Metin parçası:
=-=-=-=-=
Translate

Kasım Şen - (Mütehayyil)

04 Ekim 2016

PROJE YÖNETİM OFİSİNDE İTME VE ÇEKME STRATEJİLERİ


Yoğun proje geliştirilen işletmelerde projelerin birlikte alınıp bir program çerçevesinde yönetilmesini kolaylaştıran yapılardan olan Proje Yönetim Ofislerinin (PMO) yapısı, amacı ve yararları konusunda daha önce bir yazımı paylaşmıştım.

Bu yazımızda, PMO yönetiminde itme (push) ve çekme (pull) stratejilerinin nasıl uygulanması gerektiği ele alınacaktır. PMO yöneticilerinin, bu stratejilerden hangisini tercih etmesinin uygun olacağı değerlendirilecektir. Günümüzde birçok PMO bölümü başarısız olmakta, yöneticileri sıklıkla değişmekte veya işletmelerin geneline yayılamadan dar bir fonksiyonla, rutin bazı işlerin gerçekleştirildiği birimler halinde devam etmektedirler.
=-=-=-=-=
Öğelerden alıntılar:

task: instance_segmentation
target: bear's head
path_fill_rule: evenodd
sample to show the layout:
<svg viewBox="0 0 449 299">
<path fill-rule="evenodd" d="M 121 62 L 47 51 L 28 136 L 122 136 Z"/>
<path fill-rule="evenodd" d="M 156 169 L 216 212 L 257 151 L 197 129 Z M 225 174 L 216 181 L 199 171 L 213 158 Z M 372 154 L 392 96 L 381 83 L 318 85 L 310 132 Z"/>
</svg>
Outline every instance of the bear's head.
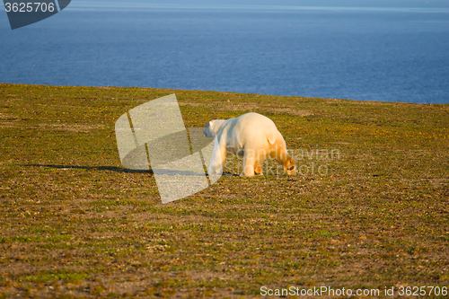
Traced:
<svg viewBox="0 0 449 299">
<path fill-rule="evenodd" d="M 295 168 L 295 160 L 287 154 L 286 159 L 284 161 L 284 171 L 287 175 L 294 175 Z"/>
</svg>

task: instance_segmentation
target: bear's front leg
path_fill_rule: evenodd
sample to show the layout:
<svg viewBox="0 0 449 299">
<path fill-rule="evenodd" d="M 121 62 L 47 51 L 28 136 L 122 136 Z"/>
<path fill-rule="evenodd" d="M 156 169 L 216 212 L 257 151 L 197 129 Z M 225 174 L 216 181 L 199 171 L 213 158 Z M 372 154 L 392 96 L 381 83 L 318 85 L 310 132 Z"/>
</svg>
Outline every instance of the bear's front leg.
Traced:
=-=-=-=-=
Alıştırma yönergesi: PMO'da itme ve çekme stratejilerini anlatan metni, hiçbir değişiklik yapmadan baştan sona alıntılayınız.

Alıştırmanın cevabı:
Translate

Kasım Şen - (Mütehayyil)

04 Ekim 2016

PROJE YÖNETİM OFİSİNDE İTME VE ÇEKME STRATEJİLERİ


Yoğun proje geliştirilen işletmelerde projelerin birlikte alınıp bir program çerçevesinde yönetilmesini kolaylaştıran yapılardan olan Proje Yönetim Ofislerinin (PMO) yapısı, amacı ve yararları konusunda daha önce bir yazımı paylaşmıştım.

Bu yazımızda, PMO yönetiminde itme (push) ve çekme (pull) stratejilerinin nasıl uygulanması gerektiği ele alınacaktır. PMO yöneticilerinin, bu stratejilerden hangisini tercih etmesinin uygun olacağı değerlendirilecektir. Günümüzde birçok PMO bölümü başarısız olmakta, yöneticileri sıklıkla değişmekte veya işletmelerin geneline yayılamadan dar bir fonksiyonla, rutin bazı işlerin gerçekleştirildiği birimler halinde devam etmektedirler.